**AIM OF THE EXERCISE:** Pull every line that holds the word "point" from the entries.

**PROVIDED DATA:**

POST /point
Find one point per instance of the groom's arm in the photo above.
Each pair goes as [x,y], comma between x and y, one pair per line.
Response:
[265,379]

**ANSWER SPACE:**
POST /point
Find one point per instance of the groom's arm in the photo above.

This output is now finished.